> [Data entries]
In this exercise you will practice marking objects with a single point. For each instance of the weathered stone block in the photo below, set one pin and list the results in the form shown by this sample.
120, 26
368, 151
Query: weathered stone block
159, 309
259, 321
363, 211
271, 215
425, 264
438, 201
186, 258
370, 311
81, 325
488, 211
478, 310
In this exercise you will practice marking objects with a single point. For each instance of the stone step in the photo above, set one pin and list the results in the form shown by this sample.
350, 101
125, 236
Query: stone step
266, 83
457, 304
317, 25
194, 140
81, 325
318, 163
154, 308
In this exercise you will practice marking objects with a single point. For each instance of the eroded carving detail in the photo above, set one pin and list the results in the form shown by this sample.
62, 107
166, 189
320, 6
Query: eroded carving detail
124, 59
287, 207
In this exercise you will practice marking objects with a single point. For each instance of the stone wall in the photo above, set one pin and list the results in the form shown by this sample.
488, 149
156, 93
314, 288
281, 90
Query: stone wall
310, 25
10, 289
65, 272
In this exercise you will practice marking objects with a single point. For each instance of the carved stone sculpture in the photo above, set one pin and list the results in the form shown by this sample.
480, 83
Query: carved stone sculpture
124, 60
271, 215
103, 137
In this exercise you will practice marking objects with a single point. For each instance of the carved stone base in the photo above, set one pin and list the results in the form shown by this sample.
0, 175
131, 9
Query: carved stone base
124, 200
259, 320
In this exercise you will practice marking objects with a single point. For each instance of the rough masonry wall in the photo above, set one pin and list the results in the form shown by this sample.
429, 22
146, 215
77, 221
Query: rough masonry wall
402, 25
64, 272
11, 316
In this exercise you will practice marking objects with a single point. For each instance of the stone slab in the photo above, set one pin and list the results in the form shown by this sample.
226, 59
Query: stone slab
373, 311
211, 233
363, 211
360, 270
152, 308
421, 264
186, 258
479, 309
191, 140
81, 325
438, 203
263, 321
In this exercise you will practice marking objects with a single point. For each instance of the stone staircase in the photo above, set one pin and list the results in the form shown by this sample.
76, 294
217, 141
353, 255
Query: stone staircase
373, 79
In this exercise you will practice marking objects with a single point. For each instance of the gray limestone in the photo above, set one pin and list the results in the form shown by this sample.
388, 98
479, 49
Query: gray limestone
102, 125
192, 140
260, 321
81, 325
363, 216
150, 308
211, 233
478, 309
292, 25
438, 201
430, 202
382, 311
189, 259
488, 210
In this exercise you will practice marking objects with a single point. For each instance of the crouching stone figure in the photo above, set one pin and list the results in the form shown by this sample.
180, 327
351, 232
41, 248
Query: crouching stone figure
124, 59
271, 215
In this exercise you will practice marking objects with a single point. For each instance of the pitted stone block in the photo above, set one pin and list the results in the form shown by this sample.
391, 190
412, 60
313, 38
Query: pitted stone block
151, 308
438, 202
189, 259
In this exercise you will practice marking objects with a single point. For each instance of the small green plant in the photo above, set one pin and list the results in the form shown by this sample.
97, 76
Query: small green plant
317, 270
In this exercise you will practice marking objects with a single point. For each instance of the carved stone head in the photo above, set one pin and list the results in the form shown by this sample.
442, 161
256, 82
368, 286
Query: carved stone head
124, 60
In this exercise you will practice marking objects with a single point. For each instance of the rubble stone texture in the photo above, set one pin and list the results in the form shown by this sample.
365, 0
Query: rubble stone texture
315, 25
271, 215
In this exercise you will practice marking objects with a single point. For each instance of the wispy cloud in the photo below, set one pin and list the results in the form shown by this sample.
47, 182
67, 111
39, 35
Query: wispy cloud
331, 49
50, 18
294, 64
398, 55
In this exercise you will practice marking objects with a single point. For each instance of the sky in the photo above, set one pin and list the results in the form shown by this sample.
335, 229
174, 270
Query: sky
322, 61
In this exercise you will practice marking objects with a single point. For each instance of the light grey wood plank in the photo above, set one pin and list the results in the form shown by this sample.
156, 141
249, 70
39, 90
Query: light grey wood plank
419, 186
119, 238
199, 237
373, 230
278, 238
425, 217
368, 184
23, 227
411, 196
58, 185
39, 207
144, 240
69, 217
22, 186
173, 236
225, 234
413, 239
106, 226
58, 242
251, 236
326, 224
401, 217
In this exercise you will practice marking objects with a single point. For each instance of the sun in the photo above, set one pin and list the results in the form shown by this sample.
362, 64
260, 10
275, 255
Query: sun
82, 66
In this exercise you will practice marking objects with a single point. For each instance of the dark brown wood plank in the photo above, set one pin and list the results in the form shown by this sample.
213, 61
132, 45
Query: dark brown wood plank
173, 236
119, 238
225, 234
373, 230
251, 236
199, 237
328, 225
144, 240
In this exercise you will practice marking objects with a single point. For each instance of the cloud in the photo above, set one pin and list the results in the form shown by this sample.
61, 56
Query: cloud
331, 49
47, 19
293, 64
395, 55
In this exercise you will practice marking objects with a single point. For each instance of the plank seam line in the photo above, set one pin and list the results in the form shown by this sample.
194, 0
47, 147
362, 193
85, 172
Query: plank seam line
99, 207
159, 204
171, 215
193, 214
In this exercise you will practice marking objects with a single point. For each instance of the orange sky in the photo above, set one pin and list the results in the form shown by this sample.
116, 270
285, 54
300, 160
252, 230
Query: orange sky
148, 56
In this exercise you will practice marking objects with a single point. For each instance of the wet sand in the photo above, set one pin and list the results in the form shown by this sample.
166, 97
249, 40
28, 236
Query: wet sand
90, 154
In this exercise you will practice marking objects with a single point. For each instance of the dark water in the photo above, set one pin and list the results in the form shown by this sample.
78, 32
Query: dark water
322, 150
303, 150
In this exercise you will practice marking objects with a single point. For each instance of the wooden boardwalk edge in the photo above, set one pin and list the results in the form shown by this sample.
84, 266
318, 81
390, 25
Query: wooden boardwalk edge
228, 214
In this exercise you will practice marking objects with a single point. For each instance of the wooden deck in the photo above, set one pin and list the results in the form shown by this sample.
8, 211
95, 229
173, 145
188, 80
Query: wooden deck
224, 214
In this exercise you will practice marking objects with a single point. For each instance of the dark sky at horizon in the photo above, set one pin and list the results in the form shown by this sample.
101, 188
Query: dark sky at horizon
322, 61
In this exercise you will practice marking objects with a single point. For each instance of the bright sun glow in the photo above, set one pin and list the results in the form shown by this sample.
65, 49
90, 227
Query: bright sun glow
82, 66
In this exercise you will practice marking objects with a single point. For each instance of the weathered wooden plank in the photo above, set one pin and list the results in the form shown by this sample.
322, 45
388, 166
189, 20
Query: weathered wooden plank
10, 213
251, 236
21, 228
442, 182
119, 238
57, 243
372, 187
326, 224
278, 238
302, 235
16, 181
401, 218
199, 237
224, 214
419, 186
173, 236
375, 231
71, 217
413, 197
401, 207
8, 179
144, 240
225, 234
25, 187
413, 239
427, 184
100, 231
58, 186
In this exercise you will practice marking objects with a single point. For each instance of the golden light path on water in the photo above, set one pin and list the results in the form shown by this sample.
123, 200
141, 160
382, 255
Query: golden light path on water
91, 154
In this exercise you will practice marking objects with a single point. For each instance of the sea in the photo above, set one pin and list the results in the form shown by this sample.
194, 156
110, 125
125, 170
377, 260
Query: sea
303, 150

> [Problem details]
Your task is to transcribe the listing above in full, exactly as given.

> [Exercise answer]
In this exercise you will practice marking objects with a single point. For each instance of the weathered stone block in the photo below, set one pin and list the results in the form shown by this sample.
120, 26
368, 151
Query: weathered stone block
159, 309
259, 321
363, 211
271, 215
425, 264
438, 201
186, 258
370, 311
81, 325
488, 211
478, 310
In this exercise you will practice marking objects with a single point. For each instance of the stone step in the photo above, set one pin and list the results in the form shown by this sample.
350, 101
125, 236
Query: stone step
266, 83
457, 304
317, 25
194, 140
81, 325
318, 163
154, 308
In this exercise you will practice marking objects with a single point. For each instance of the eroded carving detail in the photo above, set one pin and list the results in the form shown by this sample.
62, 107
166, 189
320, 6
Query: eroded carving detail
124, 59
287, 207
In this exercise you will practice marking objects with a single point. For each instance of the stone wall in the photo above, set one pin and list the results in the form shown by this sample.
488, 149
156, 93
314, 288
281, 90
Query: stone wall
310, 25
10, 289
65, 272
In this exercise you will practice marking objects with a single point. For each instance of the carved stone sculpture in the photo above, set one pin and list the results in the form shown by this sample.
480, 83
Query: carved stone sculpture
124, 60
271, 215
103, 137
In this exercise you will practice marking objects with a single point. For each instance of the carved stone base in the photo above, set one pin and list the results in the form shown by this sample.
0, 175
131, 9
Query: carved stone base
124, 200
259, 320
In this exercise you will practice marking objects with a single point. For each instance of the rough masonry wall in the photo above, set one pin and list the results in the form shown by this sample.
429, 22
146, 215
77, 221
Query: rough masonry wall
402, 25
64, 272
11, 316
In this exercise you will practice marking objects with a single point. For each instance of the stone slab in the photo above, set one pin and list the results in the form shown by this sample.
226, 59
Query: stone slab
373, 311
211, 233
363, 211
360, 270
152, 308
421, 264
186, 258
479, 309
191, 140
81, 325
438, 203
263, 321
In this exercise you will practice marking objects with a single point. For each instance of the stone staircase in the photo above, set one pin and list the results in the form shown by this sample.
76, 294
217, 141
353, 255
Query: stone staircase
373, 79
In this exercise you will practice marking objects with a single point. For each instance of the gray limestone in the photo above, set one pin and list the results in the form shown by this sample.
388, 98
479, 49
Query: gray limestone
102, 125
192, 140
260, 321
81, 325
363, 216
150, 308
211, 233
478, 309
292, 25
438, 201
430, 202
382, 311
189, 259
488, 210
In this exercise you will practice marking objects with a single point. For each instance of the crouching stone figure in the photo above, set one pin and list the results in the form shown by this sample.
180, 327
351, 232
41, 248
Query: crouching stone figure
124, 59
271, 215
In this exercise you will practice marking objects with a single point. For each instance of the pitted stone block in the photo above, set one pin and list the results in the form shown by this sample.
391, 190
412, 60
313, 38
Query: pitted stone block
151, 308
438, 202
189, 259
In this exercise you will practice marking objects with a single point. For each instance of the small green plant in the photo above, set one pin and list the results in the form shown by this sample.
97, 76
Query: small green plant
317, 270
In this exercise you will practice marking objects with a single point. For each instance of the carved stone head in the photo above, set one pin and list the results in the form shown by this sample.
442, 161
256, 82
368, 286
Query: carved stone head
124, 60
In this exercise you will practice marking objects with a single point. For each instance of the rubble stone texture in the photo above, set one pin and list the results in the form shown by this sample.
365, 0
Query: rubble stone texture
315, 25
271, 215
In this exercise you will practice marking objects with a single point. For each instance of the wispy cloud in the photo below, set one pin and list the results in the form shown by this sample.
47, 182
67, 111
39, 35
Query: wispy cloud
331, 49
50, 18
294, 64
398, 55
In this exercise you will practice marking objects with a single point. For each instance of the sky in the photo above, set one pin and list the results in the form shown by this sample.
335, 229
174, 270
Query: sky
322, 61
In this exercise you will practice marking objects with a single point. For each instance of the light grey wood plank in the photo above, set one pin and list the results in the form shown by this sample.
156, 141
249, 70
39, 90
Query: light grey wood plank
419, 186
119, 238
199, 237
373, 230
278, 238
425, 217
368, 184
23, 227
411, 196
58, 185
39, 207
144, 240
69, 217
22, 186
173, 236
225, 234
413, 239
106, 226
58, 242
251, 236
326, 224
401, 217
In this exercise you will practice marking objects with a single point. For each instance of the sun in the photo above, set one pin and list the results in the form shown by this sample.
362, 64
260, 10
275, 255
Query: sun
82, 66
In this exercise you will practice marking objects with a single point. For each instance of the dark brown wood plank in the photo above, set one pin and list the results in the form shown by this sample.
213, 61
132, 45
Query: dark brown wood plank
173, 236
119, 238
225, 234
373, 230
251, 236
199, 237
328, 225
144, 240
In this exercise you will practice marking objects with a single point. For each instance of the cloud in the photo above, set one pin and list the results in the form shown by this sample.
61, 56
Query: cloud
331, 49
47, 19
293, 64
395, 55
In this exercise you will practice marking objects with a single point. For each instance of the plank seam line in the photo above, set one pin and list the results in the form shown by this sample.
194, 0
47, 147
362, 193
85, 172
Query: plank seam line
99, 207
159, 204
171, 215
193, 214
In this exercise you will practice marking objects with a single point. For each instance of the orange sky in the photo above, set one pin and list the results in the form shown by this sample.
116, 270
285, 54
300, 160
252, 230
Query: orange sky
148, 56
In this exercise you will practice marking objects with a single point. For each instance of the wet sand in the photo above, set one pin and list the results in the form shown by this sample.
166, 97
249, 40
28, 236
Query: wet sand
90, 154
In this exercise you will practice marking objects with a single point. For each instance of the dark water in the photo above, set one pin and list the results in the form shown by this sample.
78, 32
Query: dark water
322, 150
303, 150
In this exercise you will practice marking objects with a single point. For each instance of the wooden boardwalk edge in the photo above, set one pin and list the results in the form shown by this sample.
84, 266
318, 81
390, 25
Query: wooden boardwalk edge
228, 214
In this exercise you will practice marking objects with a single point. For each instance of the wooden deck in the photo above, set one pin and list the results in the form shown by this sample.
8, 211
95, 229
173, 145
188, 80
Query: wooden deck
224, 214
In this exercise you will practice marking objects with a single point. For each instance of the dark sky at horizon in the photo above, set one pin and list the results in the form shown by this sample.
101, 188
Query: dark sky at horizon
322, 61
In this exercise you will practice marking objects with a single point. For each instance of the bright sun glow in the photo above, set one pin and list the results in the form shown by this sample.
65, 49
90, 227
Query: bright sun glow
82, 66
In this exercise you will practice marking objects with a single point. For each instance of the weathered wooden plank in the photo above, set one pin and list the results in the form shown by this sample.
322, 45
388, 166
189, 20
Query: weathered wooden plank
10, 213
251, 236
21, 228
442, 182
119, 238
57, 243
372, 187
326, 224
278, 238
302, 235
16, 181
401, 218
199, 237
224, 214
419, 186
173, 236
375, 231
71, 217
413, 197
401, 207
8, 179
144, 240
225, 234
25, 187
413, 239
427, 184
100, 231
58, 186
In this exercise you will practice marking objects with a single point. For each instance of the golden light path on water in the photo above, set one pin and list the results in the form shown by this sample.
123, 200
141, 160
382, 255
Query: golden light path on water
91, 154
In this exercise you will practice marking objects with a single point. For each instance of the sea in the photo above, set one pin and list the results in the form shown by this sample.
194, 156
110, 125
125, 170
377, 260
Query: sea
303, 150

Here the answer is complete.